START Information shown

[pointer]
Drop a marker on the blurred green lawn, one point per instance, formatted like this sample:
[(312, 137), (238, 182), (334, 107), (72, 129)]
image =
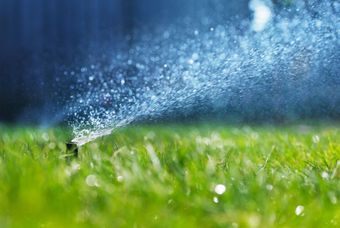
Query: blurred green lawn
[(170, 176)]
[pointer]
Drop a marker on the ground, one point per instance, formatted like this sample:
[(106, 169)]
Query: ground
[(198, 175)]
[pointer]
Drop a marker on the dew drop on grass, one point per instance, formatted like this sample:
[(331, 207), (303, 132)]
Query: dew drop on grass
[(220, 189), (299, 210), (120, 178), (92, 181)]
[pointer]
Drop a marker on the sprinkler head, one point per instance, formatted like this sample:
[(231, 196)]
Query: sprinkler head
[(72, 149)]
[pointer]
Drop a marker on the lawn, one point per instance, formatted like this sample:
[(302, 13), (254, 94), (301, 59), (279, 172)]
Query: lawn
[(203, 175)]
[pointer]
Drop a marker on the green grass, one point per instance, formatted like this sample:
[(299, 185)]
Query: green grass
[(165, 176)]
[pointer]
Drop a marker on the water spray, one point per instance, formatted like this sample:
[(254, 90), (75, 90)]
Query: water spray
[(270, 64)]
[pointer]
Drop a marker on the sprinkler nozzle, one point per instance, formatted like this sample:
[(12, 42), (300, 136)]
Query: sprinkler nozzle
[(72, 149)]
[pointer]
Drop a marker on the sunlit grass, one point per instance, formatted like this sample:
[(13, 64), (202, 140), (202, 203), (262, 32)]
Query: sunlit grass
[(173, 176)]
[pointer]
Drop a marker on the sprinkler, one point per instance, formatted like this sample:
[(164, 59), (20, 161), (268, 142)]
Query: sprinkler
[(71, 150)]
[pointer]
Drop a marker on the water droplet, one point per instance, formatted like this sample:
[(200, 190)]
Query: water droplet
[(299, 210), (120, 178), (220, 189), (91, 180), (316, 139)]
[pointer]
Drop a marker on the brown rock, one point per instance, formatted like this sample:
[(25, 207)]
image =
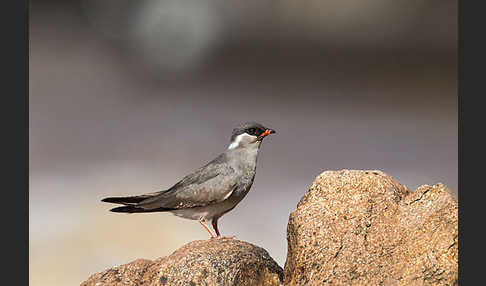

END Information shown

▸ **About this exercise**: Whenever "like" occurs in a line above, copy that line.

▸ **Response to this task**:
Drop a marker on the blurred green lawn, one point per instance, formatted like this sample:
Drop a marker on the ground, one point per instance, formatted like this sample:
Drop a marker on the dew drop on grass, one point per instance, formatted like this sample:
Drop a marker on the sprinkler head, one point per instance, formatted like this sample:
Drop a marker on the lawn, one point per instance, formatted like this sample:
Drop a marker on the green grass, one point per instance, formatted like this sample:
Drop a marker on the water spray, one point per instance, formatted like this sample:
Drop a marker on the sprinkler nozzle, one point per instance, formatted like this sample:
Drop a marker on the sunlit grass, one point per instance, formatted like this sample:
Drop a marker on the sprinkler, one point per instance, formatted like this sample:
Drop a marker on the water droplet, one point per instance, formatted like this sample:
Drop a marker on the brown rock, one point per instance, formatted like this sample:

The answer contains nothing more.